Fort de son succès sur PC, Runaway 2 arrive sur les machines Nintendo, commençant cette année par la DS en attendant la Wii l'an prochain. Les Espagnols de Pendulo Studios étant bien trop occupés à travailler sur le troisième volet des aventures de Brian, c'est Cyanide qui s'est chargé du portage. L'adaptation d'un tel jeu sur une console portable était un vrai défi, mais le studio français s'en sort bien, nous livrant un titre très proche de l'original.
On pouvait en effet craindre que les contraintes liées au hardware limité de la DS trahisse le jeu tel que nous le connaissons - et l'adorons - sur PC. Mais inutile de faire durer le suspens plus longtemps : il n'en est rien, Runaway : The Dream of the Turtle a presque été respecté dans son intégralité. Presque ? Oui, car il y a tout de même un manque de taille : le doublage des dialogues qui, faute de place, a tout simplement disparu. Je suis bien conscient que c'était une obligation vu que la taille des cartouches n'est pas infinie, mais c'est tout de même dommage car l'excellent doublage était un des points forts du jeu. Il faudra donc se contenter de lire les dialogues qui n'ont heureusement rien perdu de leur drôlerie malgré l'absence d'interprétation vocale. Hormis ce défaut inévitable, le reste de l'adaptation est très réussi comme nous allons le voir. Mais d'abord, pour ceux qui n'ont pas eu le bonheur de jouer à Runaway 2 sur PC, revenons brièvement sur l'histoire.

=-=-=-=-=

## Consignes
**a)** Selon l'extrait, quel studio s'est chargé du portage de Runaway 2 sur DS ?
**b)** Reproduisez le passage de l'extrait qui commence par « Fort de son » et s'arrête après « proche de l'original. ».

=-=-=-=-=

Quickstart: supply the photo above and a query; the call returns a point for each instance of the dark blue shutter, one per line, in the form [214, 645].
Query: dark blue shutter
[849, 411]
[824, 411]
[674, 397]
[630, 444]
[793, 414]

=-=-=-=-=

## Corrigés
**a)** Cyanide.

**b)**
Fort de son succès sur PC, Runaway 2 arrive sur les machines Nintendo, commençant cette année par la DS en attendant la Wii l'an prochain. Les Espagnols de Pendulo Studios étant bien trop occupés à travailler sur le troisième volet des aventures de Brian, c'est Cyanide qui s'est chargé du portage. L'adaptation d'un tel jeu sur une console portable était un vrai défi, mais le studio français s'en sort bien, nous livrant un titre très proche de l'original.